Challenge: How many lines in the items below contain the string "gray"? Case counts, so give only the number.

Input for this task:
=-=-=-=-=

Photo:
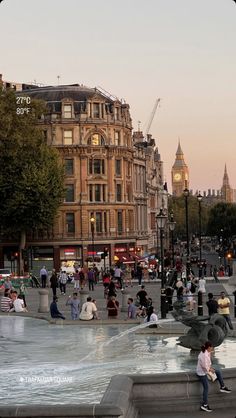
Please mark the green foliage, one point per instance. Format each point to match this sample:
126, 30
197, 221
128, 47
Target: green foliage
222, 217
177, 205
31, 173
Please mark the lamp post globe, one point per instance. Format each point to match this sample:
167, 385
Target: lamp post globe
161, 222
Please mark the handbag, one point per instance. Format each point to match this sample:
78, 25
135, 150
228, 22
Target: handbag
211, 376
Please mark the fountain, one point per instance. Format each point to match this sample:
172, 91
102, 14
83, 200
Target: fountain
214, 331
47, 364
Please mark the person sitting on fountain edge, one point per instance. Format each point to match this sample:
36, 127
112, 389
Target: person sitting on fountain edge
54, 309
204, 367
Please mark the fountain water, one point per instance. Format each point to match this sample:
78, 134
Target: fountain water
48, 364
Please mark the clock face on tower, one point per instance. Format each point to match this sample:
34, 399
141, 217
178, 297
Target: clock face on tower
177, 176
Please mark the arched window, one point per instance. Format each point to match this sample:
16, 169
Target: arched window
96, 140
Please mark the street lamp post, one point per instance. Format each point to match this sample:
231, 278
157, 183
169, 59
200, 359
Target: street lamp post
172, 228
199, 198
161, 221
92, 223
186, 196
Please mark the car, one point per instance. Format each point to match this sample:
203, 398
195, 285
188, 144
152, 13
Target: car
194, 259
5, 273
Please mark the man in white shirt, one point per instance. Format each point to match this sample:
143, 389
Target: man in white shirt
89, 310
18, 304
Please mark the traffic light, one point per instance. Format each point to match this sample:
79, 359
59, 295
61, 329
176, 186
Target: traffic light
24, 254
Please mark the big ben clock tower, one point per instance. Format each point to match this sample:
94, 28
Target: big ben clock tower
179, 174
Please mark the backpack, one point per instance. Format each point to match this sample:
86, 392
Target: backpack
193, 288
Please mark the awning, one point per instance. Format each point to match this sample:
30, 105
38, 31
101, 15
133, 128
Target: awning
124, 258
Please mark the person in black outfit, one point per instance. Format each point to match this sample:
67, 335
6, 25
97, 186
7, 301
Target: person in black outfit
54, 309
111, 289
54, 282
212, 304
142, 295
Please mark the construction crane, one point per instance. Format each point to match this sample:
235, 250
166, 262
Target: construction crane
152, 117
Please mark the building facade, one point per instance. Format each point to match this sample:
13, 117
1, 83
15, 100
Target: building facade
112, 185
179, 173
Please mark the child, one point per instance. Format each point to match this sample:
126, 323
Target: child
22, 292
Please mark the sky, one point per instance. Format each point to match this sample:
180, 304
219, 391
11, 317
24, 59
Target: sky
182, 51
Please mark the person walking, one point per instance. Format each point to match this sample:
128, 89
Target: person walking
55, 313
54, 282
212, 304
63, 281
139, 274
43, 276
91, 279
89, 310
224, 304
131, 309
112, 307
22, 292
73, 302
118, 277
204, 367
202, 285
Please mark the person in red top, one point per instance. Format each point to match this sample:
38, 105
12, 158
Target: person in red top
112, 307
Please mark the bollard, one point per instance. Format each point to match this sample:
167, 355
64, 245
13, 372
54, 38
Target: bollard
43, 301
124, 303
83, 297
200, 306
234, 303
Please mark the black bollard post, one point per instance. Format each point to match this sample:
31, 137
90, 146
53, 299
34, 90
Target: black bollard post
234, 303
200, 307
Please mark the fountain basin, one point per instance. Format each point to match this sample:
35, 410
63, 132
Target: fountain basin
51, 365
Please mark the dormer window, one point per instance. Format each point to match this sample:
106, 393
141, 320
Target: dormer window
96, 110
96, 139
67, 111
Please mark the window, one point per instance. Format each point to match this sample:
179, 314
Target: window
69, 167
119, 222
70, 195
67, 109
118, 192
97, 192
129, 192
97, 167
68, 137
95, 140
117, 113
131, 220
153, 221
90, 193
70, 222
118, 167
96, 113
129, 168
117, 138
98, 218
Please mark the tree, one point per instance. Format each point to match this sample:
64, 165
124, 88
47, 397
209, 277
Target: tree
31, 172
177, 205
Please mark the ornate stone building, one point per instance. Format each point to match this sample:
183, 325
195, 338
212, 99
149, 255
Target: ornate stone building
179, 173
112, 183
149, 191
226, 190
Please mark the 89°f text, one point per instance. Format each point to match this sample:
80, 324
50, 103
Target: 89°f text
23, 100
22, 110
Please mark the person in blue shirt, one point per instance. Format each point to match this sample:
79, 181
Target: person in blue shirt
74, 304
55, 313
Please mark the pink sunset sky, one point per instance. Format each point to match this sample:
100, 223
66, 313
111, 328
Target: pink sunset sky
182, 51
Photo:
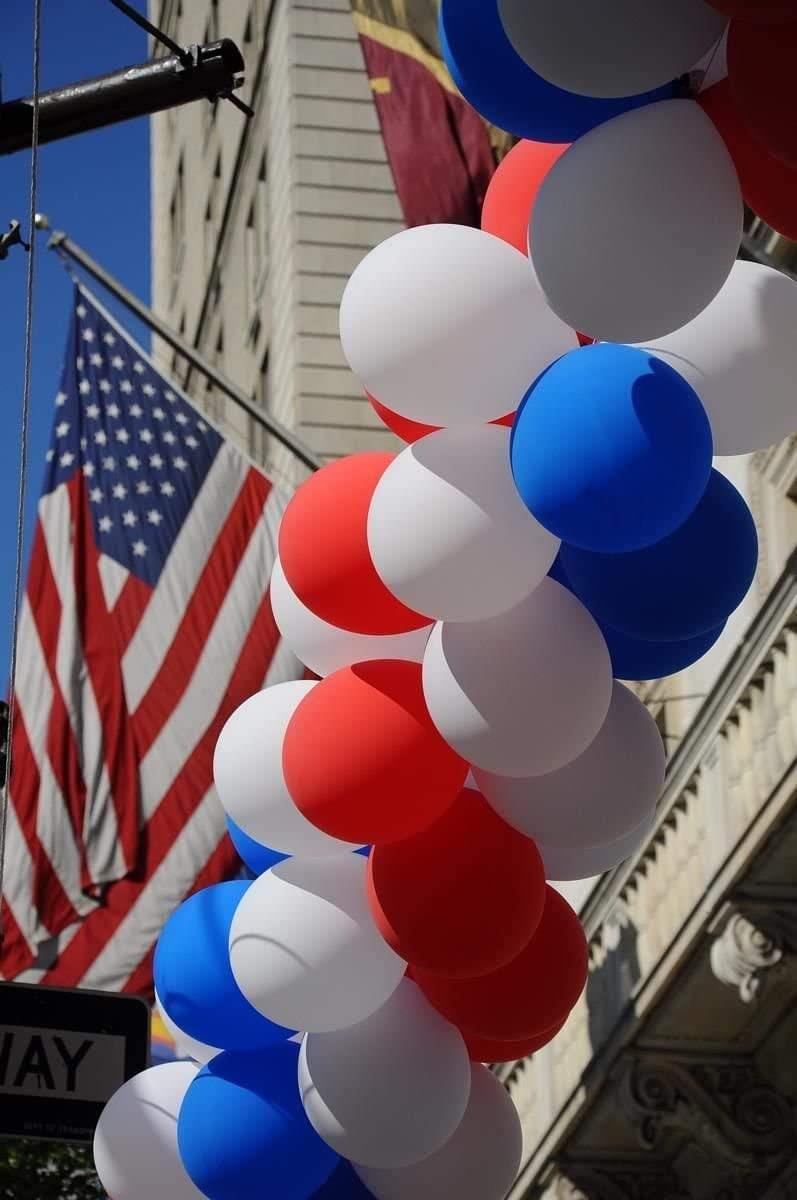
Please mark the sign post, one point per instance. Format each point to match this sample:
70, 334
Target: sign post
63, 1055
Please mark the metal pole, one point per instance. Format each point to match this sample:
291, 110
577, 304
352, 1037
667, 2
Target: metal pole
201, 72
65, 246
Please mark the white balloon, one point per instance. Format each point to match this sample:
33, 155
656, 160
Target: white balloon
247, 771
325, 648
304, 948
185, 1045
741, 357
426, 319
479, 1162
600, 796
611, 47
523, 693
391, 1090
448, 532
564, 863
136, 1140
617, 220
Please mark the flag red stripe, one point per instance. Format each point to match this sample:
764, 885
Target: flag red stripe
221, 865
49, 899
177, 807
129, 610
16, 953
179, 663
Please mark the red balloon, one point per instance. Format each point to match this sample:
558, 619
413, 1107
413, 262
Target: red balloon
412, 431
484, 1050
462, 897
761, 72
363, 760
762, 11
324, 549
527, 996
513, 190
768, 185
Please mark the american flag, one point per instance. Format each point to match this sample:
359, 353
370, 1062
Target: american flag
145, 622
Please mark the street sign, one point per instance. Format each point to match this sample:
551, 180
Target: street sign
63, 1054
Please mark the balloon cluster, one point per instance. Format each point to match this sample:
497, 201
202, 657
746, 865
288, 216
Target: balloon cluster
469, 606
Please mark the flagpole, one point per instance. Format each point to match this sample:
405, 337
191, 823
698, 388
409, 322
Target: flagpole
69, 249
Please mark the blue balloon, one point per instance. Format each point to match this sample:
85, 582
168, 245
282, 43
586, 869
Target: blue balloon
257, 857
635, 659
684, 586
243, 1133
493, 78
611, 449
343, 1185
193, 978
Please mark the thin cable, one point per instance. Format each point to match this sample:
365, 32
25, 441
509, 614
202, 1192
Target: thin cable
23, 443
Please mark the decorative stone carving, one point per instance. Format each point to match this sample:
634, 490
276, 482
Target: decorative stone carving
742, 953
720, 1104
617, 1180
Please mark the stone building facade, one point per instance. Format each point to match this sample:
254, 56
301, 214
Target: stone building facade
676, 1077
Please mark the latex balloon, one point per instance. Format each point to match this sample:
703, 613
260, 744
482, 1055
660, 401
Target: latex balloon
448, 532
768, 184
523, 693
484, 1050
563, 863
343, 1185
756, 10
136, 1140
600, 796
426, 317
463, 897
247, 769
252, 853
243, 1132
493, 78
633, 658
324, 551
363, 759
185, 1045
411, 431
391, 1090
479, 1162
612, 49
658, 283
325, 648
531, 994
760, 71
685, 585
304, 947
513, 190
741, 347
193, 979
611, 449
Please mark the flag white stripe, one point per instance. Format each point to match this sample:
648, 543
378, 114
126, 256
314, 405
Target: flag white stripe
198, 705
103, 851
163, 892
34, 699
178, 581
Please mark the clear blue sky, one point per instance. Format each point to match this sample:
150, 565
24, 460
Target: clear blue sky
95, 187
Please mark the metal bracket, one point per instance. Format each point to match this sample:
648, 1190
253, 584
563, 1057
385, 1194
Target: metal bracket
13, 238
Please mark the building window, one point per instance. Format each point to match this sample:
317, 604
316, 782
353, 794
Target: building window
257, 241
177, 222
258, 438
211, 215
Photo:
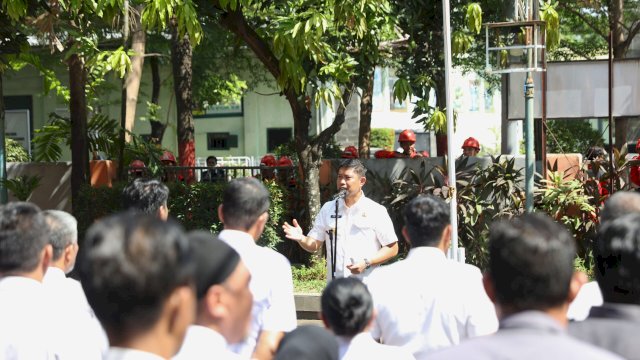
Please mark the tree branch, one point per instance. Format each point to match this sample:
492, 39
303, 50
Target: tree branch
584, 19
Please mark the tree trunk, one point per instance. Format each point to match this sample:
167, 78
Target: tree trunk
366, 107
181, 54
3, 153
134, 76
157, 127
78, 116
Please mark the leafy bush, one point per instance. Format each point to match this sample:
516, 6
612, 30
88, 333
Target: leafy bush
195, 206
571, 136
14, 151
310, 279
383, 138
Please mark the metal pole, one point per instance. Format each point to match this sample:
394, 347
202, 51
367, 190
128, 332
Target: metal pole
528, 142
451, 167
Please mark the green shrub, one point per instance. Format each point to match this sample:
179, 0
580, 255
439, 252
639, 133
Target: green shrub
383, 138
15, 152
195, 206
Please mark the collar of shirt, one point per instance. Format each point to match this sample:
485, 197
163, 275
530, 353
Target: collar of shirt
240, 241
118, 353
531, 319
629, 312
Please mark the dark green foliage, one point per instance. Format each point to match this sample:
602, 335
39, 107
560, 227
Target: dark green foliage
15, 152
194, 206
571, 136
382, 138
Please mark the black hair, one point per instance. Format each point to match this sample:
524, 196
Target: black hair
146, 196
346, 306
354, 164
617, 253
23, 235
530, 262
130, 264
425, 218
619, 204
244, 200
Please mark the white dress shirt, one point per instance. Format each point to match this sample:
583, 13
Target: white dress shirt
588, 296
25, 325
363, 229
81, 336
362, 346
203, 343
118, 353
427, 302
271, 285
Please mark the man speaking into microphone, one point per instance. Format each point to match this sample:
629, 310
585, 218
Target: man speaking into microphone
358, 231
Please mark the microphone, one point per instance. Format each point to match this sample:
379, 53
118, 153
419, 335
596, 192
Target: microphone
340, 195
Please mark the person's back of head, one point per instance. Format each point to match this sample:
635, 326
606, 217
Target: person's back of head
309, 342
63, 237
244, 201
24, 246
135, 271
146, 196
619, 204
222, 287
347, 307
617, 254
426, 217
530, 263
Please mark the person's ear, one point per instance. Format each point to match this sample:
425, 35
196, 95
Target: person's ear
578, 279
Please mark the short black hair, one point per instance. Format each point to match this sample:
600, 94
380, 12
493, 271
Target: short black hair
130, 264
617, 254
244, 200
146, 196
425, 218
619, 204
23, 235
530, 262
354, 164
346, 306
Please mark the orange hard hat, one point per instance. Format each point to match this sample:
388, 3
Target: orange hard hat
137, 164
350, 152
471, 142
407, 135
168, 156
268, 160
285, 161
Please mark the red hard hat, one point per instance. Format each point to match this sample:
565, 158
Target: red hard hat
407, 135
350, 152
268, 160
285, 161
137, 164
471, 142
168, 156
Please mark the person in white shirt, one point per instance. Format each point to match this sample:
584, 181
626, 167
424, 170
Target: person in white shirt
24, 258
442, 302
224, 301
66, 296
366, 237
138, 274
347, 310
244, 213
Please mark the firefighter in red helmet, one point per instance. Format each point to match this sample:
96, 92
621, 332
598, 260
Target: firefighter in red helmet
407, 140
470, 147
350, 152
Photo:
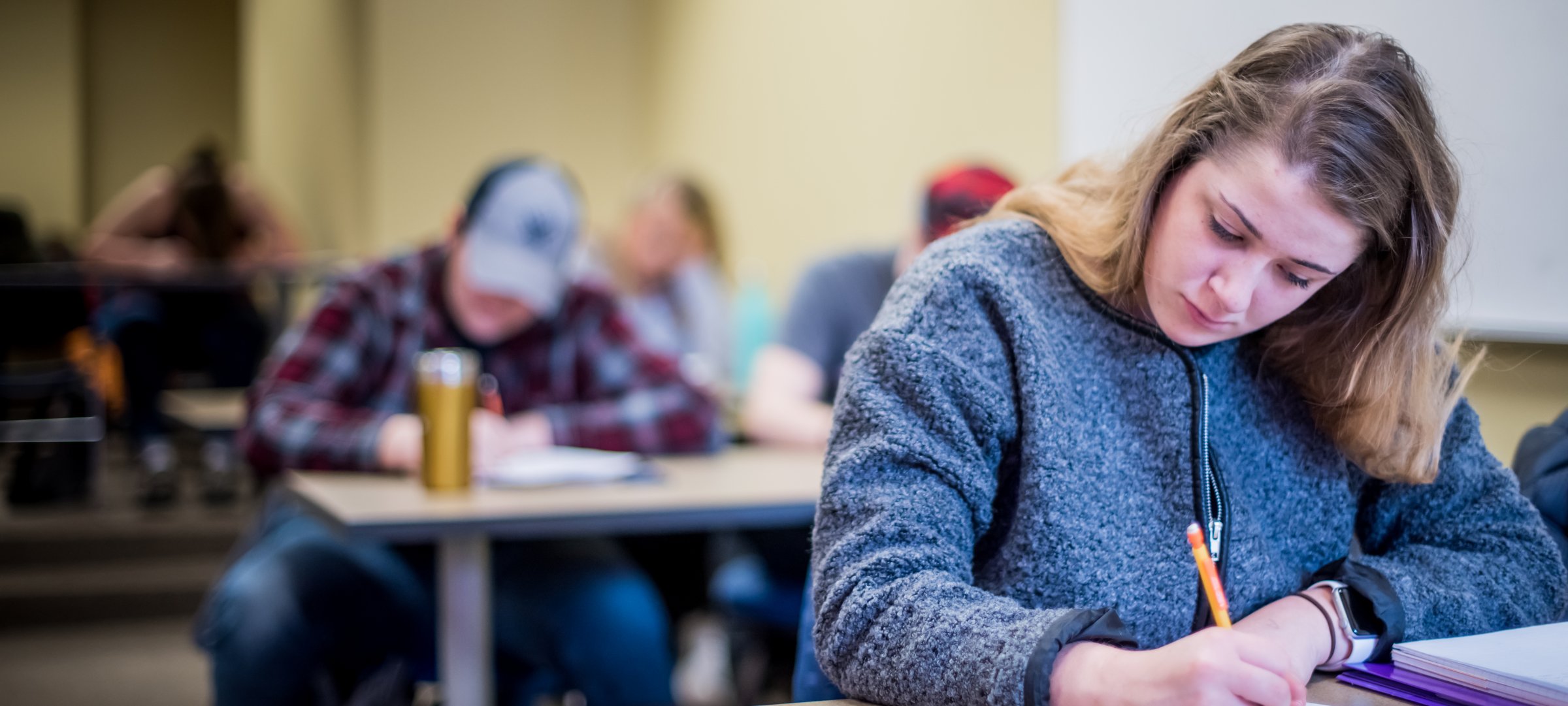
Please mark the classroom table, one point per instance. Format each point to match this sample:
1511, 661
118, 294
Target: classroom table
741, 489
1322, 689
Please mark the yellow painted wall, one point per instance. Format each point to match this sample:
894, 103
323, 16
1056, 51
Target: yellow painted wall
453, 85
161, 76
302, 121
40, 121
816, 121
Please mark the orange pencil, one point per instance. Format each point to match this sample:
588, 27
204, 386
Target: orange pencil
1211, 578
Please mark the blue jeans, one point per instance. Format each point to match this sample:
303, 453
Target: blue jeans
303, 615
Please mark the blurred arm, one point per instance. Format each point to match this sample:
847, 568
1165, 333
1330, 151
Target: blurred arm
120, 236
783, 400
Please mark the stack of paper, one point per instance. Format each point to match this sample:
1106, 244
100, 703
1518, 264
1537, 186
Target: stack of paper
562, 465
1526, 666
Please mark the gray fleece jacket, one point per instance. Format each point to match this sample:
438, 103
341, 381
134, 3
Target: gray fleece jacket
1013, 465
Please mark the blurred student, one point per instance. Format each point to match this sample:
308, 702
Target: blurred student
304, 607
173, 228
1542, 463
1237, 327
670, 266
794, 380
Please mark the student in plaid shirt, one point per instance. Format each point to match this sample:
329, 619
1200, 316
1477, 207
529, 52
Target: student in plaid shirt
303, 609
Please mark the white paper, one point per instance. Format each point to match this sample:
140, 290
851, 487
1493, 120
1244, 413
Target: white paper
1527, 664
561, 465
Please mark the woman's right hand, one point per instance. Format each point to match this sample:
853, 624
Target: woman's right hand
1209, 667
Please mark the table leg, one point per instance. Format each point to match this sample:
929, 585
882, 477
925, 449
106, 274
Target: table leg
465, 628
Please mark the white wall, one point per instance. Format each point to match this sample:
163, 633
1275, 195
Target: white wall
1498, 72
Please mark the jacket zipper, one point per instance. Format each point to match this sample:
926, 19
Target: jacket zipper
1214, 490
1211, 502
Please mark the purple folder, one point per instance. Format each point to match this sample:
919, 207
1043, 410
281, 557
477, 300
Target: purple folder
1423, 689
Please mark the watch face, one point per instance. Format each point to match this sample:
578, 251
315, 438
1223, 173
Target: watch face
1358, 613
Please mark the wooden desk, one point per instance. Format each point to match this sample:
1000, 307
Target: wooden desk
206, 408
741, 489
1324, 689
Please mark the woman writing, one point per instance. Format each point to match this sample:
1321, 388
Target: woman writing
1236, 327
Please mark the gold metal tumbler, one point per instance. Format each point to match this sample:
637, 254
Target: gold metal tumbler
446, 388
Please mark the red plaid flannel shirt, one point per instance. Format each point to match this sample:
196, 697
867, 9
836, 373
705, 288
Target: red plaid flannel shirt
331, 383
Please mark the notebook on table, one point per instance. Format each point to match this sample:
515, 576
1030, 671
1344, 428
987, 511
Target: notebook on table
1525, 666
563, 465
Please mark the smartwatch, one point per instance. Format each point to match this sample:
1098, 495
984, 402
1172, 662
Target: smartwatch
1357, 623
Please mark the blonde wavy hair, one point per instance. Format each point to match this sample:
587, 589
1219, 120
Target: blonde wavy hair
1352, 108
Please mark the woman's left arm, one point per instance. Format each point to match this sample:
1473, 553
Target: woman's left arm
1459, 556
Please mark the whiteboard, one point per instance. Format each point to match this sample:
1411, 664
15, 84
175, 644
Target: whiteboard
1499, 79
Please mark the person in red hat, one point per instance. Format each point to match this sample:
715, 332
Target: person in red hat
791, 396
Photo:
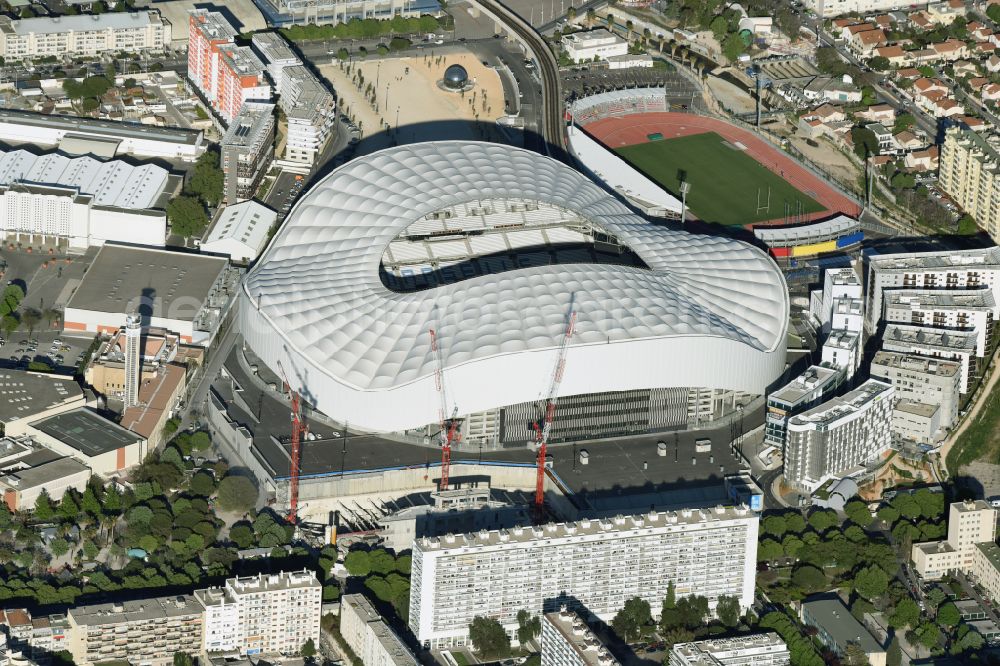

=-=-=-=-=

Solution to the problem: 2